> _SOURCE TEXT_:
** begin **

Building an external k8s API Gateway & LoadBalancer

Published in

ThermoKline

11 min readApr 18, 2023

The access infrastructure used by Cloud Providers for k8s differs from the access solutions used in on-premise deployments. While on-premise deployments use in-cluster mechanisms, cloud providers LoadBalancers and API Gateways run outside of the cluster directing traffic to clusters deployed within their cloud complex.

Placing API Gateways and LoadBalancers (Gateways) outside of the k8s cluster has significant feature and operational benefits. We have developed an external API Gateway and LoadBalancer for k8s that interoperates with both Cloud providers and on-premise clusters.

k8s controller for the ServiceAPI (LoadBalancer) and the GatewayAPI
Operate with Cloud Providers and on-premise clusters
Multi-tenant
Transparent to NAT’s and Firewalls
Fully configurable Proxy Engine
IPv4 & IPv6
Performance & reliability by design

User Operation.

A cluster user creates either an L7 API Gateway or an L4 TCP proxy using the GatewayAPI, or L4 (tcp/udp) proxy using the Service API. All operations result in the creation and programming of proxy engines instantiated in the external gateway. The configuration of gateways is based upon in-cluster and external gateway configuration. In addition to creating the gateway the External Gateway allocates IP addresses, updates DNS information and configures the External Gateway network to advertise the public address.

Gateways are created on demand from configuration templates stored in the External Gateway, and each gateway’s configuration is stored in a custom resource on the External Gateway. The configuration on the k8s Gateway depends upon the k8s cluster API used, however the platform design separates the configuration and operational tasks of k8s cluster user, k8s cluster managers and Gateway, Network or Security engineers.

Once configured, requests are received by the external gateway proxy instances and forwarded directly to POD’s hosting the applications, no proxies are required in the target clusters.

Platform Components.

A number of core and ancillary components are used to create and integrate the Gateway platform with Kubernetes.

k8s Controller

A single controller enables the creation of Gateways using either the Gateway API for API gateways or the Service API for LoadBalancers.

** end **

Pointing dataset excerpts
** begin **

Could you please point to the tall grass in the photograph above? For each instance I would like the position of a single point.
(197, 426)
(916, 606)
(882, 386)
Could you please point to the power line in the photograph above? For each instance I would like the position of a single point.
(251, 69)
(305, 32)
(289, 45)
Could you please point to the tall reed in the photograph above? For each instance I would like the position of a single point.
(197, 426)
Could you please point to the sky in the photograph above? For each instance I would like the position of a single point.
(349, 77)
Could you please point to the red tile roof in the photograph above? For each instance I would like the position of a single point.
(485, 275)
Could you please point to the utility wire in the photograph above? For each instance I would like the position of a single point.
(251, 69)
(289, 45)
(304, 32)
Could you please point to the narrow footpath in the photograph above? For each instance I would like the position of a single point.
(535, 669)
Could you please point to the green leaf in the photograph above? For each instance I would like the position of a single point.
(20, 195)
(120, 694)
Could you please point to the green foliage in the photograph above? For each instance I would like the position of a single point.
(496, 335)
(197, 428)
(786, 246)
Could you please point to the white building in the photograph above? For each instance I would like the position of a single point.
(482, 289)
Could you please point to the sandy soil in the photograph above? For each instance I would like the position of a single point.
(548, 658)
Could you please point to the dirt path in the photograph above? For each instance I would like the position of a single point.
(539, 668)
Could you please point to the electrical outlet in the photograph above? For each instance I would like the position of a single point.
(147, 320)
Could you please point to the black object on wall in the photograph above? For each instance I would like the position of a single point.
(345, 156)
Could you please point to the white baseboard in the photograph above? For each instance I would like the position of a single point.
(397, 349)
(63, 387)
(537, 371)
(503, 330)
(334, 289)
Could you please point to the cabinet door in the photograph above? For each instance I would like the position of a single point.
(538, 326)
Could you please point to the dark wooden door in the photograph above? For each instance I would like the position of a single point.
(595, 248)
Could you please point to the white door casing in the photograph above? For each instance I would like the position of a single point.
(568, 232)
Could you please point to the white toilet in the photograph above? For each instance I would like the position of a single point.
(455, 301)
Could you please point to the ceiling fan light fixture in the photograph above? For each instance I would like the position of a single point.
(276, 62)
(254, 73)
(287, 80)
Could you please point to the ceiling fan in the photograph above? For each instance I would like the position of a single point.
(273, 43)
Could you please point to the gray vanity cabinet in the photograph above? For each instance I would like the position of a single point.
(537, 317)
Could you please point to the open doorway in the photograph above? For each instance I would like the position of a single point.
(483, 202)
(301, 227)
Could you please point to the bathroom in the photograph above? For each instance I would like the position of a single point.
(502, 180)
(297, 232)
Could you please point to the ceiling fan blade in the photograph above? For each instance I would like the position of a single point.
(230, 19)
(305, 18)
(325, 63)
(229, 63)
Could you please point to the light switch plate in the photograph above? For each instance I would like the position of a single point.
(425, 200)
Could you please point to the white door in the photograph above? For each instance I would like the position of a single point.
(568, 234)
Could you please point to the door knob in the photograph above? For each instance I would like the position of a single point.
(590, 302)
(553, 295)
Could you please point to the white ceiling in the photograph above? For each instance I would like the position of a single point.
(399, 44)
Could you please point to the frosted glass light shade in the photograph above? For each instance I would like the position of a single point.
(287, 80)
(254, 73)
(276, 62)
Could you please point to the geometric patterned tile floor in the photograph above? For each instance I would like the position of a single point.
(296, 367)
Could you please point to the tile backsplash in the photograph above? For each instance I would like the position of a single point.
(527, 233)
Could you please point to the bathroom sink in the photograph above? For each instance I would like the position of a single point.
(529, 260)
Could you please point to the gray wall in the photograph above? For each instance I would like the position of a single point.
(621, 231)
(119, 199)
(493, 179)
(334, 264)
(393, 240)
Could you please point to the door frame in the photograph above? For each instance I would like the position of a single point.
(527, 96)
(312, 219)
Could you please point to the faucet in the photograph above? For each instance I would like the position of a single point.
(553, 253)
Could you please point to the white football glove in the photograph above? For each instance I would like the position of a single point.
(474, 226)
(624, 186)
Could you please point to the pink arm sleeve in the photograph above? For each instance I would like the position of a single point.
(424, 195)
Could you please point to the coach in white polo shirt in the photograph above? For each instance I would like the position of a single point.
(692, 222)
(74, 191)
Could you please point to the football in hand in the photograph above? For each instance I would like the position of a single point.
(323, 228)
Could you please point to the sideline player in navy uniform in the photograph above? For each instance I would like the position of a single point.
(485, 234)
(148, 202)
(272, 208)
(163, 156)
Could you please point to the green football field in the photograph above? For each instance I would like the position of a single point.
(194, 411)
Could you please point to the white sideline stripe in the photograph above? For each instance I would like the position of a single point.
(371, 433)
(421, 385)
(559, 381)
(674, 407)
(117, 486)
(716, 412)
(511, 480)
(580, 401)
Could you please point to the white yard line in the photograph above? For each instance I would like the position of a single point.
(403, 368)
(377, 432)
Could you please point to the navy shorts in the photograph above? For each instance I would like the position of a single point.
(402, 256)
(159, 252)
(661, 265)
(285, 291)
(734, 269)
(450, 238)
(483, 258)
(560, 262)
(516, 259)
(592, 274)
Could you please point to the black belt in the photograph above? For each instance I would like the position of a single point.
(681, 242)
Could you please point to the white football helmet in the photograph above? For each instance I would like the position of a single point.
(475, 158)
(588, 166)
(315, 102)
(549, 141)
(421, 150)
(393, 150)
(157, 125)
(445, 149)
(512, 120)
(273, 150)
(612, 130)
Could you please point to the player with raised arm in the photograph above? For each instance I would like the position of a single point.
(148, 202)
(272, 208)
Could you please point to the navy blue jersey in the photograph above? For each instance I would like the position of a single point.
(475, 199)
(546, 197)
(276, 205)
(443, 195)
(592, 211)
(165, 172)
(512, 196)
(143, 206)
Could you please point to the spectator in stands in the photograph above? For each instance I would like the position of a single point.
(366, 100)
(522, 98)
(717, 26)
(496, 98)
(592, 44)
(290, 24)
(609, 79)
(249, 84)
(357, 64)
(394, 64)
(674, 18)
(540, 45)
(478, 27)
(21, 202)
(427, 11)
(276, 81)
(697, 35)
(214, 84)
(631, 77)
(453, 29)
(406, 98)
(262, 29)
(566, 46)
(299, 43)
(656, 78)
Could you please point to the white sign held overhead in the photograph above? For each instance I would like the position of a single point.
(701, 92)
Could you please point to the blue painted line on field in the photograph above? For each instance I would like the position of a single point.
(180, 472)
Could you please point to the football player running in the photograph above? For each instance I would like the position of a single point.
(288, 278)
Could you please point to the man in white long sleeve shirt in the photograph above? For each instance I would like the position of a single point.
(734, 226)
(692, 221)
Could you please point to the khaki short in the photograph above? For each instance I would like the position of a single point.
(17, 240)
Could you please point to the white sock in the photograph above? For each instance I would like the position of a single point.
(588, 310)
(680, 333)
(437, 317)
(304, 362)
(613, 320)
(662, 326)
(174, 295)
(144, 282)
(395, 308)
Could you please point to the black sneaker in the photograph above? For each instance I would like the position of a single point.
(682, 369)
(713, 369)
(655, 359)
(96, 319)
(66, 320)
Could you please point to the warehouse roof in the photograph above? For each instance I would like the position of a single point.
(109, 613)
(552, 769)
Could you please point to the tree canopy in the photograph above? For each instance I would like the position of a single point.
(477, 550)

** end **

> _THE TASKS_:
#1 The article on the external k8s API Gateway includes a short list of platform features right after the paragraph introducing the gateway. Write out each feature on that list.
#2 Continue the article on the external k8s API Gateway, starting after its final sentence about the single controller.

> _ANSWERS TO THE TASKS_:
#1
- k8s controller for the ServiceAPI (LoadBalancer) and the GatewayAPI
- Operate with Cloud Providers and on-premise clusters
- Multi-tenant
- Transparent to NAT's and Firewalls
- Fully configurable Proxy Engine
- IPv4 & IPv6
- Performance & reliability by design

#2
The benefit of using the k8s APIs is that each of these mechanisms are part of the standard k8s APIs therefore cluster users requesting gateways do not need to understand propriety configuration. A user requiring a simple LoadBalancer can use the Service API, where an API Gateway is required with http routing, the gateway API is used. Using one controller leveraging both standard APIs is an important part of limiting the complexity in the operational workflow.

The specific external gateway configurations are contained in the Gateway Platform as creation templates. The in cluster controller uses custom resource templates for Gateway creation. This enables standardized gateway configurations separating detailed gateway configuration from k8s cluster operating enabling cluster users to create predefined gateways on demand.

Gateway Platform

The Gateway platform itself runs a simplified upstream version of k8s as its control plane foundation providing configuration management and storage infrastructure. The cluster controllers communicate with the gateway; using k8s in the Gateway created a common API structure simplifying the development of all of the components and providing a common infrastructure to manage. k8s manages the creation of the Gateway proxy instances but the CNI does not provide the traffic forwarding path. k8s also provides isolation necessary for multi-tenant operation and contributes to gateway platform redundancy.

Gateway Controllers

k8s controllers implement the Gateway Platform. They implement the API used by the k8s cluster controllers and the infrastructure that manages the interaction with k8s, configuration, storage and creation of the gateways. These controllers also implement IPAM for the public IP addresses allocated to Gateways.

Each Gateway platform node also requires configuration undertaken on the host, this includes the configuration of gateway-k8s-node transport, and IP route management, there is a daemonset controller on each node responsible for this configuration.

Proxy Engine

There are lots of proxy engines to choose from, however the two most prevalent general purpose proxies for k8s are Nginx and Envoy. Our platform is designed so it can support any proxy engine but infrastructure is required to configure a proxy engine variant. Both were considered however Envoy was a better fit with a modern configuration interface and complete (non-paywall) feature set.

Envoy‘s xDS configuration configuration API enables the proxy to be configured dynamically. This includes startup configurations and changes to downstream target clusters as the controller adds and removes downstream k8s cluster pods.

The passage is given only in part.